Data items.
########################################
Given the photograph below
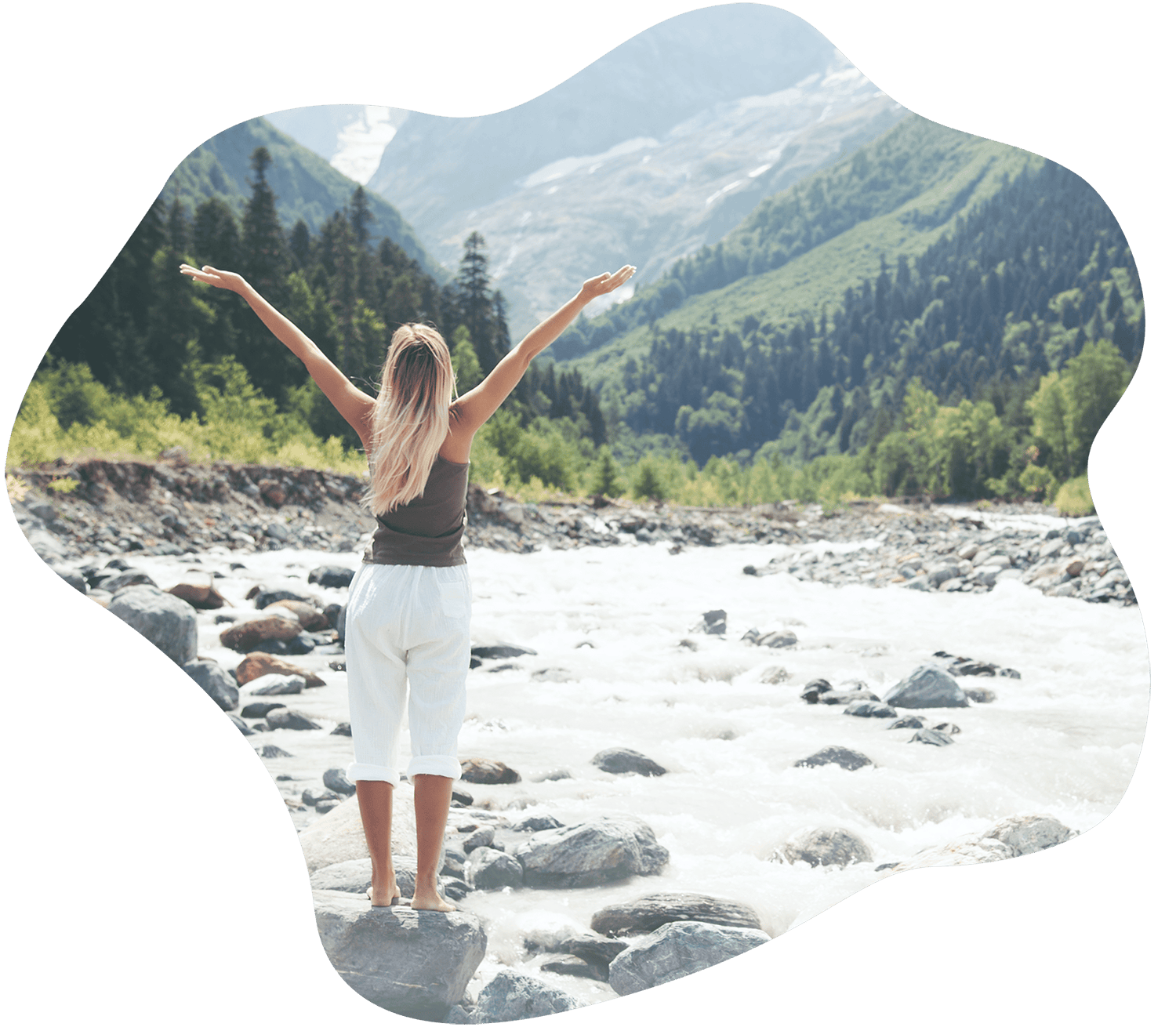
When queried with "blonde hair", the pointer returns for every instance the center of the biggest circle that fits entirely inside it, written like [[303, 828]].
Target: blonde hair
[[411, 418]]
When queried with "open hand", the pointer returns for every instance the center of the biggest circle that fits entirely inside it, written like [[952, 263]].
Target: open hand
[[211, 275], [607, 282]]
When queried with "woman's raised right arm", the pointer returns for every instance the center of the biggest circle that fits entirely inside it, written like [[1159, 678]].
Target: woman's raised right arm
[[352, 402], [474, 408]]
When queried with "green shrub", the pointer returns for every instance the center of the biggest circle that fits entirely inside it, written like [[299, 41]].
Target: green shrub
[[1074, 499]]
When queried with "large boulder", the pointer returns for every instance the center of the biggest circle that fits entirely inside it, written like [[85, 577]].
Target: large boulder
[[581, 855], [310, 619], [927, 686], [825, 846], [355, 876], [254, 665], [413, 963], [627, 761], [513, 996], [167, 622], [677, 949], [647, 914], [1029, 834], [249, 634], [201, 597], [216, 683]]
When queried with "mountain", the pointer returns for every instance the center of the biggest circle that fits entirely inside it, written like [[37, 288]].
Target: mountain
[[928, 252], [503, 172], [350, 136], [305, 183]]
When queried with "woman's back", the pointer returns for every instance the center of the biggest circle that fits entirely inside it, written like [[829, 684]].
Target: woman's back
[[427, 531]]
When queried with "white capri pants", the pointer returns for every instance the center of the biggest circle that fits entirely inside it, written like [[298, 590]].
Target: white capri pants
[[407, 641]]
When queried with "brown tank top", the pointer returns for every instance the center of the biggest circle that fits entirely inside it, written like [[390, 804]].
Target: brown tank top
[[426, 531]]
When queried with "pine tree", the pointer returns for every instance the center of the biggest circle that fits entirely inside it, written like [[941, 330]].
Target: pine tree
[[263, 242], [606, 475]]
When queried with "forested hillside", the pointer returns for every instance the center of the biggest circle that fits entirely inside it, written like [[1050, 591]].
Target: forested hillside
[[151, 343], [1020, 273], [306, 186]]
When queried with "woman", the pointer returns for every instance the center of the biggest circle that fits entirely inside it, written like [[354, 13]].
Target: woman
[[408, 606]]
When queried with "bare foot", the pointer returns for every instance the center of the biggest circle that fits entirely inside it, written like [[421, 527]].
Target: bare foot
[[432, 900], [394, 898]]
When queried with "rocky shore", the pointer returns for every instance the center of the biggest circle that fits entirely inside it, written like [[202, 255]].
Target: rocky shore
[[96, 507], [265, 645]]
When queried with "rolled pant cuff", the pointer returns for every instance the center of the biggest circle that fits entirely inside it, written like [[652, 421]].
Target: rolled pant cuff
[[440, 766], [371, 772]]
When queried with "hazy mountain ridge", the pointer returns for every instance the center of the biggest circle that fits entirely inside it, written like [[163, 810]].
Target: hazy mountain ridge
[[948, 173], [306, 185]]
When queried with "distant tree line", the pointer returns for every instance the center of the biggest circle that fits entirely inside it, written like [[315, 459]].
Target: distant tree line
[[1015, 292], [146, 331]]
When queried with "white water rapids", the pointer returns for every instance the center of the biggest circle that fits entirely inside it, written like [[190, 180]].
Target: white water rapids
[[1062, 740]]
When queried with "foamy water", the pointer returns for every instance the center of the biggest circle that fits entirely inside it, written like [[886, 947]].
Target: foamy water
[[1062, 740]]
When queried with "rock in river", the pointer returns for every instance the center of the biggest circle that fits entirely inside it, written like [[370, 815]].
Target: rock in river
[[848, 759], [513, 996], [256, 665], [647, 914], [214, 680], [1028, 834], [407, 963], [868, 709], [627, 761], [487, 869], [249, 634], [167, 622], [927, 686], [480, 771], [581, 855], [332, 577], [675, 951], [825, 846]]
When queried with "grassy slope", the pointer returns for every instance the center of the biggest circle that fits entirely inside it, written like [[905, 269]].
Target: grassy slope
[[957, 173], [305, 183]]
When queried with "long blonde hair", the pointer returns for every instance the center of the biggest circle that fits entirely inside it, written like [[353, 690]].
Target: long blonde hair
[[411, 418]]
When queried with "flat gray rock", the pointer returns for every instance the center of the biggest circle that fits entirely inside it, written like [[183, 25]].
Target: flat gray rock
[[216, 681], [927, 686], [407, 963], [488, 869], [931, 737], [627, 761], [514, 996], [1029, 834], [866, 707], [581, 855], [844, 758], [646, 914], [339, 836], [675, 951], [167, 622], [823, 847], [291, 720]]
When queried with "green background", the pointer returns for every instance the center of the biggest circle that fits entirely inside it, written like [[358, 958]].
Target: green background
[[153, 874]]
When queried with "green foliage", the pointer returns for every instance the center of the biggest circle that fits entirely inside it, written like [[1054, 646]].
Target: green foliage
[[466, 367], [1074, 499], [647, 482], [67, 413], [606, 477]]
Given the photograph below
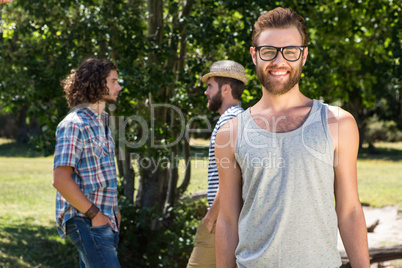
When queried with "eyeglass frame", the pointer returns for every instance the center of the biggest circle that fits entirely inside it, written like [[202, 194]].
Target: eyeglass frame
[[301, 48]]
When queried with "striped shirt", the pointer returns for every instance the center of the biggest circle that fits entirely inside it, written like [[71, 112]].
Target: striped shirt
[[84, 142], [213, 177]]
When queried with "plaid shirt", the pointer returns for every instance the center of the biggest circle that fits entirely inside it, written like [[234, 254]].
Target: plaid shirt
[[84, 142]]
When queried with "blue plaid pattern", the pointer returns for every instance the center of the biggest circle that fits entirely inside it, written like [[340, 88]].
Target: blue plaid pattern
[[84, 142]]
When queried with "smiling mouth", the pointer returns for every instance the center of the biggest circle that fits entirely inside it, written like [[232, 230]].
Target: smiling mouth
[[278, 73]]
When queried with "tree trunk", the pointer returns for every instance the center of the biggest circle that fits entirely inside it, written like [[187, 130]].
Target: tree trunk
[[124, 166], [378, 255], [151, 181], [187, 161], [22, 134]]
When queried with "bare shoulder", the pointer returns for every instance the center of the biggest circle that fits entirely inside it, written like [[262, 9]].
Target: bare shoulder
[[226, 136], [343, 129], [340, 116]]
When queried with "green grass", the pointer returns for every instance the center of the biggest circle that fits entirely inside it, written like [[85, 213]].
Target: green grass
[[28, 236], [380, 176]]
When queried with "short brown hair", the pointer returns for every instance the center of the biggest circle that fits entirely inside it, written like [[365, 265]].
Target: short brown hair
[[87, 84], [279, 18], [236, 85]]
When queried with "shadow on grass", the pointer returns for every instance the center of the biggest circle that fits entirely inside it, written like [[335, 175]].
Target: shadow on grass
[[35, 246], [14, 149], [380, 153]]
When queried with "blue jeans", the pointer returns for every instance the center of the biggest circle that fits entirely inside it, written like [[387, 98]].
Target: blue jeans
[[96, 245]]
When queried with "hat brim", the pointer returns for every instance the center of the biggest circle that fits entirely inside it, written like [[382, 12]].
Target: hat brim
[[239, 77]]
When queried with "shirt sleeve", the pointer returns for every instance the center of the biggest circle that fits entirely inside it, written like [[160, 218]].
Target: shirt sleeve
[[69, 145]]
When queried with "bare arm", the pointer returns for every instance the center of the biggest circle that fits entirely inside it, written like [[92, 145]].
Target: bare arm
[[67, 187], [212, 214], [227, 238], [351, 222]]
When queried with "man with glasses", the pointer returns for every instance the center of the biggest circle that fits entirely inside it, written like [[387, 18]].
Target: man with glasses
[[287, 166]]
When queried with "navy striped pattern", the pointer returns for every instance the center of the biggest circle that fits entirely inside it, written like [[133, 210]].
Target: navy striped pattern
[[213, 178]]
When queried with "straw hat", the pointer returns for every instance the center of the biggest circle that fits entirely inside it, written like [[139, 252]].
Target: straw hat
[[226, 68]]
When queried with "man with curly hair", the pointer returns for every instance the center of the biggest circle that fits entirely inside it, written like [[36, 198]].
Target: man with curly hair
[[84, 171]]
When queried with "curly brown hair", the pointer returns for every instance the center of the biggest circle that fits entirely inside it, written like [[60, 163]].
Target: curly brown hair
[[87, 84], [279, 18]]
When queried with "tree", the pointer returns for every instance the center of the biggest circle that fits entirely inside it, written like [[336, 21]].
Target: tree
[[162, 48]]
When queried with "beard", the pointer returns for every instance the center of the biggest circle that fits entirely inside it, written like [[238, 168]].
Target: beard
[[109, 100], [215, 102], [268, 84]]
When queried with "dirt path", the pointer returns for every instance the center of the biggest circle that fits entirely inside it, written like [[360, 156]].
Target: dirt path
[[387, 233]]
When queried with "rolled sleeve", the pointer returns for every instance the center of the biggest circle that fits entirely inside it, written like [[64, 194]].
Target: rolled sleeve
[[69, 145]]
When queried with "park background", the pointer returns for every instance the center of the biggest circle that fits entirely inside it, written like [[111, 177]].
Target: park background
[[162, 49]]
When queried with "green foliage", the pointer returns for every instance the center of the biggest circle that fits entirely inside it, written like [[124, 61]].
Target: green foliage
[[170, 245], [382, 131]]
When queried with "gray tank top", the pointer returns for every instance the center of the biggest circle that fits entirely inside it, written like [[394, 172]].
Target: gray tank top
[[288, 217]]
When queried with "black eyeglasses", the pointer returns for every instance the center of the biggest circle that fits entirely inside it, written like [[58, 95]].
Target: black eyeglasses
[[291, 53]]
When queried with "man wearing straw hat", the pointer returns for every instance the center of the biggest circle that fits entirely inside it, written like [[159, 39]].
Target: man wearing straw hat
[[225, 81]]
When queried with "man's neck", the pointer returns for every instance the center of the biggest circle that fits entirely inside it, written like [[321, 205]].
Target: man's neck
[[226, 106], [277, 103], [98, 107]]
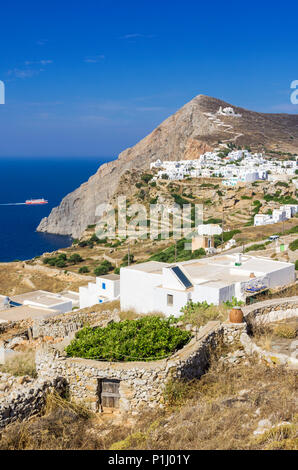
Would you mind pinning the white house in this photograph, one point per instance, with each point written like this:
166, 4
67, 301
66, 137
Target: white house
163, 287
106, 288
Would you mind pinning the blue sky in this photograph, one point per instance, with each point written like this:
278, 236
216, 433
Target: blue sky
92, 78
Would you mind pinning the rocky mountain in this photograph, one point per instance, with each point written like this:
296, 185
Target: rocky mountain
191, 131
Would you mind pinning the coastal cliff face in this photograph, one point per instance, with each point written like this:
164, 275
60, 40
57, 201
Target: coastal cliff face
191, 131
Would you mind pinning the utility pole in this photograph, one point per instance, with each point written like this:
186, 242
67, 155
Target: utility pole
222, 225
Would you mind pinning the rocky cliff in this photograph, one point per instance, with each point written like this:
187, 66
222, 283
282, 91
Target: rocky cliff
191, 131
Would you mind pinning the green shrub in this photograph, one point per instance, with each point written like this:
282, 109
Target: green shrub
168, 255
294, 245
60, 263
75, 258
84, 269
103, 268
146, 177
148, 338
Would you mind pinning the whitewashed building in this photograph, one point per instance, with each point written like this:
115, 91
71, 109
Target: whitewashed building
105, 288
166, 288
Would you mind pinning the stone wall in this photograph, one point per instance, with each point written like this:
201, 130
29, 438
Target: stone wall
22, 397
286, 307
62, 325
141, 383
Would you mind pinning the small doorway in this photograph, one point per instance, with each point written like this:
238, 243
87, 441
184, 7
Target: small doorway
108, 393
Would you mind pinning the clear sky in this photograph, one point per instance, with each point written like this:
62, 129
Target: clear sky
90, 78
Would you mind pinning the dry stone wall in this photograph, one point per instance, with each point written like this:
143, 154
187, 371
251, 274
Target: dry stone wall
272, 310
141, 383
62, 325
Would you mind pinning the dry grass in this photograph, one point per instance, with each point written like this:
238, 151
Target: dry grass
219, 411
285, 331
22, 364
14, 280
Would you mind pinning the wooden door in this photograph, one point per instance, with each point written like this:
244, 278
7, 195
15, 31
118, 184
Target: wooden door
110, 393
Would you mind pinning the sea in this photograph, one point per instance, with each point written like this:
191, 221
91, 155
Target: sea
26, 178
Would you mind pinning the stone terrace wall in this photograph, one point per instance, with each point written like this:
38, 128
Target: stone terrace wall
62, 325
278, 309
141, 383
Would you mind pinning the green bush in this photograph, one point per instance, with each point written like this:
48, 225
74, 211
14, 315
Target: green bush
168, 255
294, 245
75, 258
146, 339
256, 247
146, 177
84, 269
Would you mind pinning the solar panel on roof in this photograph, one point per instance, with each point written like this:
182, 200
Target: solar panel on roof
181, 276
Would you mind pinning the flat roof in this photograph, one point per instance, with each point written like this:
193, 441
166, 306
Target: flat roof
25, 312
154, 267
218, 270
111, 277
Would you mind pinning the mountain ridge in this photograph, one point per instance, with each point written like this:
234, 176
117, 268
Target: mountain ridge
192, 130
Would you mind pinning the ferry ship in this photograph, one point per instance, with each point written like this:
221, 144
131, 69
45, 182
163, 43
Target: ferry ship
36, 201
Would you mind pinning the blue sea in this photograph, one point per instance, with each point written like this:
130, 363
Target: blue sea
22, 179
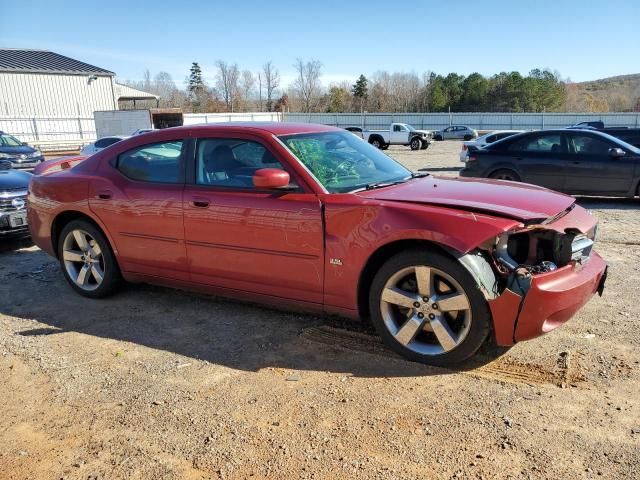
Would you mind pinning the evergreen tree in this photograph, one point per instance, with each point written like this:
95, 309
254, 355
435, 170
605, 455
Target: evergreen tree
196, 87
360, 90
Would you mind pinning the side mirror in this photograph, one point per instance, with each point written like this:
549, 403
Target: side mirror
617, 152
270, 178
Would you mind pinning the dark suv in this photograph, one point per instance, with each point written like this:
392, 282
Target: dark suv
13, 201
18, 153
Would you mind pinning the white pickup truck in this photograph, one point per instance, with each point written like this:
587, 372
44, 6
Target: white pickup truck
398, 134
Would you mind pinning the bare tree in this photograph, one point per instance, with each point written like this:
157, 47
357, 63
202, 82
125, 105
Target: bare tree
247, 84
227, 82
271, 81
307, 82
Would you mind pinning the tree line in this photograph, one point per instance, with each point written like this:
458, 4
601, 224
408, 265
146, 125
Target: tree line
236, 90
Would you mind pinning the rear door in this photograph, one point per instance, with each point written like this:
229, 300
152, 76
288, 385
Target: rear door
541, 158
138, 196
399, 134
592, 169
239, 237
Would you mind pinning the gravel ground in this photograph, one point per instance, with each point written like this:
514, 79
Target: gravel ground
158, 383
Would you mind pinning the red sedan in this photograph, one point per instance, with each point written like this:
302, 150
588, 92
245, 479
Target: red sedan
311, 217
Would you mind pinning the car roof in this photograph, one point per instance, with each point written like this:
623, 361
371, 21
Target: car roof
274, 128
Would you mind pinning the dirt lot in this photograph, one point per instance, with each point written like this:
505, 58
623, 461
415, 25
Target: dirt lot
156, 383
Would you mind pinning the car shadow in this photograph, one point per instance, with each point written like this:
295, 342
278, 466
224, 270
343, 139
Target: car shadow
12, 244
220, 331
608, 203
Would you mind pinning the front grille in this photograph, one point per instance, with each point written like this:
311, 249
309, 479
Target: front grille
7, 198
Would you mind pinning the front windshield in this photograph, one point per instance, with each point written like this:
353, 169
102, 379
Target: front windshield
342, 162
9, 141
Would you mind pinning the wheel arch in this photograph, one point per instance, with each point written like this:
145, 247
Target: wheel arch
381, 255
63, 218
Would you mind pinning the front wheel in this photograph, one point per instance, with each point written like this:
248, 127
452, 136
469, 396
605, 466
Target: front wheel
87, 261
428, 308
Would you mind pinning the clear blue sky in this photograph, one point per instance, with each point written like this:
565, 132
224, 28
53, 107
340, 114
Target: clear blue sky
581, 39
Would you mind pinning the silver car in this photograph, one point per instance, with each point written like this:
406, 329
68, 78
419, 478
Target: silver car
455, 132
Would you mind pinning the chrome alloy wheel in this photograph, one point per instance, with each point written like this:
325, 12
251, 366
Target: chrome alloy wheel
425, 310
83, 260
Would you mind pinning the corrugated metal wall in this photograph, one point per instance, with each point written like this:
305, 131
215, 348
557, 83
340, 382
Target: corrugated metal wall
480, 121
47, 95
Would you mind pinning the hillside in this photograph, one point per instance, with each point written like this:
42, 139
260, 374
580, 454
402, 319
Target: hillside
619, 93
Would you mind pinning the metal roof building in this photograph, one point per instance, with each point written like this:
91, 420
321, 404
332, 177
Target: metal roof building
44, 84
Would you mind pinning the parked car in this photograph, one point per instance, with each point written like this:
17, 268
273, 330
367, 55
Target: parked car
398, 134
140, 131
20, 154
455, 132
13, 201
98, 145
308, 216
626, 134
357, 131
485, 140
580, 162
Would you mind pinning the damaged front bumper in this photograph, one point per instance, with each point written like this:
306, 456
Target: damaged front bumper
552, 299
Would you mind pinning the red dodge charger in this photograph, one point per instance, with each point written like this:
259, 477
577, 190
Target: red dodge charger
310, 216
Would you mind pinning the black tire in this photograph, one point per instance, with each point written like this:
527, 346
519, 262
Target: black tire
377, 142
479, 324
505, 174
111, 278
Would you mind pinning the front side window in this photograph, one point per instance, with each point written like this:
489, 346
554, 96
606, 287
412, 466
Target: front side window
342, 162
588, 145
158, 162
9, 141
539, 143
228, 162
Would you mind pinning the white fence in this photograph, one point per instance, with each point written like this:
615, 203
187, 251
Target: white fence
480, 121
195, 118
52, 134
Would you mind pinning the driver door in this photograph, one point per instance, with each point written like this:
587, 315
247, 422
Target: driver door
239, 237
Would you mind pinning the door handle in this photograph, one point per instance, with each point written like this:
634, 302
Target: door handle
200, 202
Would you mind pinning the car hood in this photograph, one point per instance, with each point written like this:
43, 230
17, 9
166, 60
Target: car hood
22, 149
519, 201
13, 180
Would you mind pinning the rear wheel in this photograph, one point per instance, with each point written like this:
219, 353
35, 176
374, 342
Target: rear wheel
428, 308
87, 261
505, 174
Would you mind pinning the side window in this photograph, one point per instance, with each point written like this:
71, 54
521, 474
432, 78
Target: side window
588, 145
231, 163
158, 162
539, 143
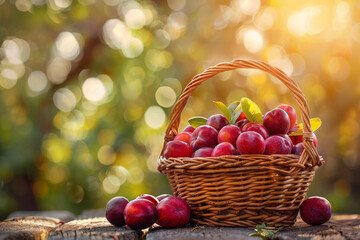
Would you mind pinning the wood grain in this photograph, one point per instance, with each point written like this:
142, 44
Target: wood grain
34, 227
93, 228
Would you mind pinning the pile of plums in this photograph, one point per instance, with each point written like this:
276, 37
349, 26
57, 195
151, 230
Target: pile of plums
166, 210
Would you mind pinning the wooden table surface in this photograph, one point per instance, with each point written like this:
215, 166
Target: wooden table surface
92, 224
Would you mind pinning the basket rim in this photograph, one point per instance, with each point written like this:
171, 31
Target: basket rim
309, 156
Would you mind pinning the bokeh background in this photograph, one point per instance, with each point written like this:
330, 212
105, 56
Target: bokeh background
87, 86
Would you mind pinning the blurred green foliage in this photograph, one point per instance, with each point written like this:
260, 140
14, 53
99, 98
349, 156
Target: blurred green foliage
86, 89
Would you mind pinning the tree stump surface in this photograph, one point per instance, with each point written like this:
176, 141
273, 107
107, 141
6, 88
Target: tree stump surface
92, 224
31, 227
93, 228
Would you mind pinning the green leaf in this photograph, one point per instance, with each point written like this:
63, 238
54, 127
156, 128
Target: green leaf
223, 109
262, 226
258, 235
235, 116
233, 106
251, 110
315, 123
197, 121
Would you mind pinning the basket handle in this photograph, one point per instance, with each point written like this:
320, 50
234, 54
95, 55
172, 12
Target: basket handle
309, 156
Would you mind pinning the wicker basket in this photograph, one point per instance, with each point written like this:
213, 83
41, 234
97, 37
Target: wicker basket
242, 190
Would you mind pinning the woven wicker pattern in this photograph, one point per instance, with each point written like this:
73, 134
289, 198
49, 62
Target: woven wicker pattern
243, 190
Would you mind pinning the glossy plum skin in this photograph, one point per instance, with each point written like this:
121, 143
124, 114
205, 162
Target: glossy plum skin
297, 149
277, 145
203, 152
242, 116
217, 121
204, 136
114, 212
298, 139
189, 129
150, 197
140, 214
256, 127
224, 148
173, 212
315, 210
277, 121
184, 136
176, 148
163, 196
250, 143
291, 113
229, 134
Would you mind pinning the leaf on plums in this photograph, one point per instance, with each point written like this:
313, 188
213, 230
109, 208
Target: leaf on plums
233, 106
315, 123
236, 115
251, 110
223, 109
197, 121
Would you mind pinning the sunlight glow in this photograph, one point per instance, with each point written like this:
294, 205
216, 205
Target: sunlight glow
155, 117
93, 89
67, 46
37, 81
253, 41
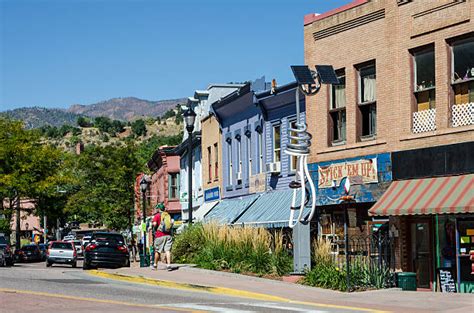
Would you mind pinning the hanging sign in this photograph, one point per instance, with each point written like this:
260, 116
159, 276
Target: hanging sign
363, 171
446, 280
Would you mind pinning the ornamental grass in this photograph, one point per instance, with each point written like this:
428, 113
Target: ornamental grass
240, 249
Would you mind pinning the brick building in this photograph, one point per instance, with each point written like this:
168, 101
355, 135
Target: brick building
404, 111
164, 186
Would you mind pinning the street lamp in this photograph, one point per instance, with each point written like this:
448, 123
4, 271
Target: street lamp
143, 187
189, 117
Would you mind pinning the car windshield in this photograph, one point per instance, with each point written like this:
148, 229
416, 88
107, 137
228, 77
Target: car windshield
108, 237
29, 248
61, 245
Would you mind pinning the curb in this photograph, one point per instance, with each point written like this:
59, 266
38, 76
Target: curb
219, 290
190, 287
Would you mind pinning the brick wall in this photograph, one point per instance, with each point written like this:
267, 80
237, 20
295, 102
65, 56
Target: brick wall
385, 31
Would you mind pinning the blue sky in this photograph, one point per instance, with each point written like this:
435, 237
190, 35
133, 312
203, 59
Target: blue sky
55, 53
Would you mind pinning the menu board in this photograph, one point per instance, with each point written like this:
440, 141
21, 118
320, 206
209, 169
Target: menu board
446, 280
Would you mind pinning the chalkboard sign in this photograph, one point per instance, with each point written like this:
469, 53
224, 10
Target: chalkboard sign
########################################
WHAT THE TASK ASKS. Return every line of the data above in which "chalkboard" appears.

RESPONSE FOR THIS EXERCISE.
Would you mind pinning the chalkboard sign in this photograph, one point per instance, with each point written like this:
Target: chalkboard sign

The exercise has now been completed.